- _Stored items_
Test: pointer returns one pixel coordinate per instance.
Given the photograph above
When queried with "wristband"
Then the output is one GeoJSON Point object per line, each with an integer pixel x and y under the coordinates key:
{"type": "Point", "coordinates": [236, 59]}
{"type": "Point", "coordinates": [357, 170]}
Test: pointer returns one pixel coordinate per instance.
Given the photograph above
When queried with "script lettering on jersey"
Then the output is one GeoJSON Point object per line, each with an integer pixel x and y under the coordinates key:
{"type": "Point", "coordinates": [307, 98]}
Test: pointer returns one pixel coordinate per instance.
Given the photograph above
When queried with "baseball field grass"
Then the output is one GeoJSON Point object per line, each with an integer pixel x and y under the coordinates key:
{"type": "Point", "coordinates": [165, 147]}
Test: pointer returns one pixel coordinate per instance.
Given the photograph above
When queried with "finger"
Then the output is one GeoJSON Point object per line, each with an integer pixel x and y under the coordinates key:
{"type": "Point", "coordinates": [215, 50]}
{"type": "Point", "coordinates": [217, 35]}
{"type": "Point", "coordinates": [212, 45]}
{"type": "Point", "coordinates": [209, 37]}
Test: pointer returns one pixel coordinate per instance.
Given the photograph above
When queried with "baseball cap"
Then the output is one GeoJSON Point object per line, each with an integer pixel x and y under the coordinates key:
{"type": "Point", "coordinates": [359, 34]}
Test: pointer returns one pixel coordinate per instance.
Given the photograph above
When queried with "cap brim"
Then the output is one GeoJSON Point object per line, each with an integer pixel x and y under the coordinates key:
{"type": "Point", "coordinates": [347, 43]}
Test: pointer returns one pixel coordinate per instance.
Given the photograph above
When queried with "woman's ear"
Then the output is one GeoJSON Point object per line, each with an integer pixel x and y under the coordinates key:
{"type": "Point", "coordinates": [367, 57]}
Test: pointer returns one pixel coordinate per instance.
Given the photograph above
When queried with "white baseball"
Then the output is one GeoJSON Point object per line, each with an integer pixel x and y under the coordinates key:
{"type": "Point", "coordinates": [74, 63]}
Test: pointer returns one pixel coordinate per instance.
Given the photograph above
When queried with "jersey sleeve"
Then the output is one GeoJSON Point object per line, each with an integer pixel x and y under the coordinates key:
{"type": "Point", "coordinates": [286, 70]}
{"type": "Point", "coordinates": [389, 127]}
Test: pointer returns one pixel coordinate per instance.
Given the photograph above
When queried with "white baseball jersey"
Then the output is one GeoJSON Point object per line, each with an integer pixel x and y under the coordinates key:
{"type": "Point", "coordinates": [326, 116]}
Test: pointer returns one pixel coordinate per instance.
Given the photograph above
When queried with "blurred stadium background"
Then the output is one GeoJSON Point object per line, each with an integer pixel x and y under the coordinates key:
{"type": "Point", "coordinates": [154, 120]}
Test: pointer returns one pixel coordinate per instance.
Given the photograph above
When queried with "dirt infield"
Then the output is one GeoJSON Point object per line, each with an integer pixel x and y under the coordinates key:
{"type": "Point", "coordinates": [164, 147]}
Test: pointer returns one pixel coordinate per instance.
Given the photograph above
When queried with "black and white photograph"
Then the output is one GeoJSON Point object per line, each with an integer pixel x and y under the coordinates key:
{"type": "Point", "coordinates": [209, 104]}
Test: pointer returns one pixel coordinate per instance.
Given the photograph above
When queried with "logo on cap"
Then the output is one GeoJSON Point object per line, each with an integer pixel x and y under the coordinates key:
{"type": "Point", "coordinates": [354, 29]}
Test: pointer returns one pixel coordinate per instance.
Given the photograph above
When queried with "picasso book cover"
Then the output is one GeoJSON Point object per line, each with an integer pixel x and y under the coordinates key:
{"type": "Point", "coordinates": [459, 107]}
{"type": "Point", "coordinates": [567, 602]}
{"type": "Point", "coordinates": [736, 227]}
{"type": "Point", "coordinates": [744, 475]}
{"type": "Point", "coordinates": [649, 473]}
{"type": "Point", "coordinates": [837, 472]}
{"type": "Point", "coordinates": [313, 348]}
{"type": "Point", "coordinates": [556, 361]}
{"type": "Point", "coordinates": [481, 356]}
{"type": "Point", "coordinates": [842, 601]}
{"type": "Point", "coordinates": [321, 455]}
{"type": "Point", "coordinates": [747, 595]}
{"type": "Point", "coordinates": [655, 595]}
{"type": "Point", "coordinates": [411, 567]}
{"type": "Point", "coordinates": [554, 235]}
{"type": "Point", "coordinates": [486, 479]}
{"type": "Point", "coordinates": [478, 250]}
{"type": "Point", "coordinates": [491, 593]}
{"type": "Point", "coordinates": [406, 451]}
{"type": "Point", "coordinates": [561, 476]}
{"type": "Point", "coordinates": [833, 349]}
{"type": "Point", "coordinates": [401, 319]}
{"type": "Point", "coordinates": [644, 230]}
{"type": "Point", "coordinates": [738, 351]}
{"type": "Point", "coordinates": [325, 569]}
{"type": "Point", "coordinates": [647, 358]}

- _WHAT YOU SHOULD DO_
Collect each line above that contains the string "baseball" and copy it in full. Case counts when matching.

- _EXERCISE RESPONSE_
When queried with "baseball field grass"
When queried with "baseball cap"
When queried with "white baseball"
When queried with "white baseball jersey"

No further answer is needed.